* _Task details_: Edit the rows below by changing "innermost" to "most central" and leaving everything else as it is.

* _Records provided_:
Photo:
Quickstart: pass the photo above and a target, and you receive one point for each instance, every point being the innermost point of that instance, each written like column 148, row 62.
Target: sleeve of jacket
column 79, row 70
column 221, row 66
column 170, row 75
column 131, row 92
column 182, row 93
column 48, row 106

* _Result for this task_:
Photo:
Quickstart: pass the photo above and a target, and you receive one point for each instance, every point being the most central point of that instance, each written like column 148, row 62.
Target: sleeve of jacket
column 79, row 70
column 221, row 66
column 170, row 75
column 131, row 92
column 182, row 93
column 48, row 106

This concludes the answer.